» What you need to do: Restate the listing exactly.

» Extracted information:
--------------------

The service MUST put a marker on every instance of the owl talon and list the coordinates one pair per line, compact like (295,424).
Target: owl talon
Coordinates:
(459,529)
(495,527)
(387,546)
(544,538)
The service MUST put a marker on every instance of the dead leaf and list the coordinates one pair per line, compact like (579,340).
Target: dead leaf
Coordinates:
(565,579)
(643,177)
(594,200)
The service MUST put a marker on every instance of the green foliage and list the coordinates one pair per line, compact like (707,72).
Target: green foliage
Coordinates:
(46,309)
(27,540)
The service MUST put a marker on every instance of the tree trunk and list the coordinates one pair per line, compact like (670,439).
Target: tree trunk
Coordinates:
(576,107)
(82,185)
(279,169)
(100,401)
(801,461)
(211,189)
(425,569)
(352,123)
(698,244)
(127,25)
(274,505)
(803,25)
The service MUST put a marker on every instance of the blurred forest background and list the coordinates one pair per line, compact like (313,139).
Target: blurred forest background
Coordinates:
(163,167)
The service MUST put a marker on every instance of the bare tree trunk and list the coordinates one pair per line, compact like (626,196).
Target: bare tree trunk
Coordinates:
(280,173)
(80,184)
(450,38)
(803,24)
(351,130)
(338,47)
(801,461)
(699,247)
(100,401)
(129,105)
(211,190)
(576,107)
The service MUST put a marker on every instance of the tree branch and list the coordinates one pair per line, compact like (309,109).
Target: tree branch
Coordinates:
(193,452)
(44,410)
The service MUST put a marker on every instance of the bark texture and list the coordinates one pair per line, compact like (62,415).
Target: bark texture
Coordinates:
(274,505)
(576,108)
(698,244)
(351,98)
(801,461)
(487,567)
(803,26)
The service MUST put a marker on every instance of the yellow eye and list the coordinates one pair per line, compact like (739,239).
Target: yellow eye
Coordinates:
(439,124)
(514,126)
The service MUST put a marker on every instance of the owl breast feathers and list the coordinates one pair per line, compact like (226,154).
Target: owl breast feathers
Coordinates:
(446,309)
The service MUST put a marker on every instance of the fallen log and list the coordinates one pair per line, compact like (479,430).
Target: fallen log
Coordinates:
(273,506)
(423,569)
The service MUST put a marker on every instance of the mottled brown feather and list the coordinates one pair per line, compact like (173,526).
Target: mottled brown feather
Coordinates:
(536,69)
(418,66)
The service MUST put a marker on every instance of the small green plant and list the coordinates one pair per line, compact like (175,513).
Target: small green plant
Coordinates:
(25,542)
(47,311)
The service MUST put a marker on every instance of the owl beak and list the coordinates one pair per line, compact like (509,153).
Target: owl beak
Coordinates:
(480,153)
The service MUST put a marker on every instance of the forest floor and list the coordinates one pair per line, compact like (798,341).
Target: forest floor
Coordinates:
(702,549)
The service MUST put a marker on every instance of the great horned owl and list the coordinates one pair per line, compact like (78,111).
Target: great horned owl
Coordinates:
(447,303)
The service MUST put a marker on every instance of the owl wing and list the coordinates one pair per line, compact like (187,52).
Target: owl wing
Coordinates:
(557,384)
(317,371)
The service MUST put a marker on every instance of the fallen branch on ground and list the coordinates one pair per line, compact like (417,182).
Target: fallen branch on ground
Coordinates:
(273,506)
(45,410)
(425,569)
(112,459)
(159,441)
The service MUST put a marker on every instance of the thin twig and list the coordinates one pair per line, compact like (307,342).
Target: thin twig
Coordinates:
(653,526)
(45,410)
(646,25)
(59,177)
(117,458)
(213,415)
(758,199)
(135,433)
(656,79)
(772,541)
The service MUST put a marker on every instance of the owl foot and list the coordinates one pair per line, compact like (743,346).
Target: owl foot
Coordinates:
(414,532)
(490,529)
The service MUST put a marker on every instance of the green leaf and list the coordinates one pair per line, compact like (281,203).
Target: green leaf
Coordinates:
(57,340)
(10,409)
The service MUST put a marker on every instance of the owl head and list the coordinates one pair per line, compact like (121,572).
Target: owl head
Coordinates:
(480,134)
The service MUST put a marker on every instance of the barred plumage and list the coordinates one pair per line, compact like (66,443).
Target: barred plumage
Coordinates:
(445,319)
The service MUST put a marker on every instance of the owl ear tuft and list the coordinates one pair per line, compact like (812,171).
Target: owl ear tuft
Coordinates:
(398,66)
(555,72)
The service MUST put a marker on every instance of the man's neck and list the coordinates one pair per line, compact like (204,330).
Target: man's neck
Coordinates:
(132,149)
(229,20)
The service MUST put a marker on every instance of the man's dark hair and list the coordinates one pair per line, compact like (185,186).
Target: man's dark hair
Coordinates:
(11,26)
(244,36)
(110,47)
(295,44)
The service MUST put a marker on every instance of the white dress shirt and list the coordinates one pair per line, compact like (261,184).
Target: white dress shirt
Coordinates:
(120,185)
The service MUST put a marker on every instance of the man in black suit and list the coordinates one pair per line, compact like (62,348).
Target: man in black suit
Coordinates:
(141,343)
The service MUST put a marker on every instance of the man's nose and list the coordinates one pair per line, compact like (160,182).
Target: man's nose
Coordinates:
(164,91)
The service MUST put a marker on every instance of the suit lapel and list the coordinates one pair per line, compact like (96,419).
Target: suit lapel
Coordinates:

--------------------

» Response area:
The service MUST put a marker on every instance of the owl talon and list the coordinates one pair per line, compact like (295,424).
Target: owl talon
Coordinates:
(459,529)
(495,527)
(387,546)
(544,538)
The service MUST put a marker on every instance of the dead leaf and list the coordinates one pair per line, compact like (579,340).
Target: dead leaf
Coordinates:
(565,579)
(643,177)
(594,200)
The service MUST put a marker on every instance of the green foliage and list the coordinates one pair per line, compact like (707,72).
Target: green foliage
Coordinates:
(46,309)
(27,540)
The service MUST put a marker on every instance of the tree trunk and list the coordinates one pair per line, compact like (670,439).
Target: tree trunk
Coordinates:
(576,107)
(82,185)
(279,169)
(100,401)
(801,461)
(211,189)
(425,569)
(352,123)
(698,244)
(127,25)
(274,505)
(803,25)
The service MUST put a marker on every instance of the blurred forest background and list the coordinates one pair per line, compact like (313,139).
Target: blurred forest background
Coordinates:
(163,167)
The service MUST put a marker on every instance of the bare tree trunk and list the coordinates one pair per line, compact like (626,196).
Target: bare tree trunk
Coordinates:
(280,173)
(80,184)
(450,38)
(803,24)
(351,130)
(338,47)
(801,461)
(699,247)
(100,401)
(129,105)
(211,190)
(576,107)
The service MUST put a marker on every instance of the tree branch and list the coordinates one pair per line, compact like (309,109).
Target: tree branch
Coordinates:
(193,452)
(44,410)
The service MUST put a marker on every instance of the bark texture and list the coordinates one pair per line, compact like (62,415).
Target: bark texture
Coordinates:
(274,505)
(576,108)
(698,244)
(351,98)
(801,461)
(487,567)
(803,26)
The service MUST put a marker on every instance of the yellow eye and list the coordinates one pair per line, compact like (739,239).
Target: yellow eye
Coordinates:
(439,124)
(514,126)
The service MUST put a marker on every instance of the owl breast feathers and list the coordinates one pair per line, compact like (226,154).
Target: owl breast feathers
Coordinates:
(446,309)
The service MUST put a marker on every instance of the fallen log and list the coordinates one pair per line, compact like (479,430).
Target: fallen log
Coordinates:
(273,506)
(423,569)
The service MUST put a marker on every instance of the mottled brown feather and list the coordinates one pair per line, compact like (173,526).
Target: mottled brown feather
Coordinates:
(536,69)
(418,66)
The service MUST put a marker on every instance of the small green plant and list the coordinates one pair per line, compact like (175,513).
Target: small green plant
Coordinates:
(25,542)
(47,311)
The service MUST put a marker on every instance of the owl beak and list the coordinates one pair per line, compact like (509,153).
Target: owl beak
Coordinates:
(480,153)
The service MUST put a marker on every instance of the forest floor and list the coordinates one pair per line, compact like (798,341).
Target: forest floor
Coordinates:
(702,549)
The service MUST put a marker on every instance of the great horned owl and list the coordinates one pair per line, compact like (78,111).
Target: great horned owl
Coordinates:
(447,303)
The service MUST put a marker on every instance of the owl wing and list the coordinates one pair per line, compact like (187,52).
Target: owl wing
Coordinates:
(557,384)
(317,371)
The service MUST put a marker on every instance of the fallen branch on ground and list the coordinates one pair per line, compact like (417,182).
Target: fallen branch on ground
Coordinates:
(273,506)
(45,410)
(425,569)
(112,459)
(159,441)
The service MUST put a marker on every instance of the thin twig and list the coordinates one pair per line, compact like (307,342).
Target: thin twig
Coordinates:
(653,526)
(45,410)
(646,25)
(59,177)
(117,458)
(213,415)
(758,199)
(135,433)
(656,79)
(772,541)
The service MUST put a marker on every instance of the owl foot and list the coordinates one pair per line, compact like (743,346).
Target: owl foot
Coordinates:
(414,532)
(490,529)
The service MUST put a marker on every instance of the green leaf and list the coordinates one pair per line, compact like (281,203).
Target: green leaf
Coordinates:
(57,340)
(10,409)
The service MUST put a marker on every instance of the owl head and list the coordinates one pair per line, compact like (121,572).
Target: owl head
Coordinates:
(480,134)
The service MUST put a marker on every instance of the barred plumage and list the coordinates one pair per line, compact like (66,443).
Target: barred plumage
Coordinates:
(445,319)
The service MUST put a marker on every instance of the owl ear tuft and list the coordinates one pair per line, compact like (812,171).
Target: owl ear tuft
Coordinates:
(398,66)
(555,72)
The service MUST put a marker on every instance of the man's neck and list the coordinates one pair per line, compact like (204,330).
Target: man's neck
Coordinates:
(132,149)
(229,20)
The service MUST put a marker on every instance of the man's dark hair and list the coordinates one pair per line, compact like (185,186).
Target: man's dark hair
Coordinates:
(11,26)
(244,36)
(110,47)
(295,44)
The service MUST put a marker on every instance of the white dress shirt and list the coordinates one pair per line, compact like (261,184).
Target: white dress shirt
Coordinates:
(120,185)
The service MUST put a marker on every instance of the man in black suit and list the coordinates one pair per line, compact like (62,348).
Target: man in black suit
Coordinates:
(141,343)
The service MUST put a marker on every instance of the man's nose and list the coordinates one pair per line, compact like (160,182).
Target: man's nose
Coordinates:
(164,91)
The service MUST put a marker on every instance of the suit lapel and list the coordinates one pair per line, compact like (96,419).
Target: suit lapel
Coordinates:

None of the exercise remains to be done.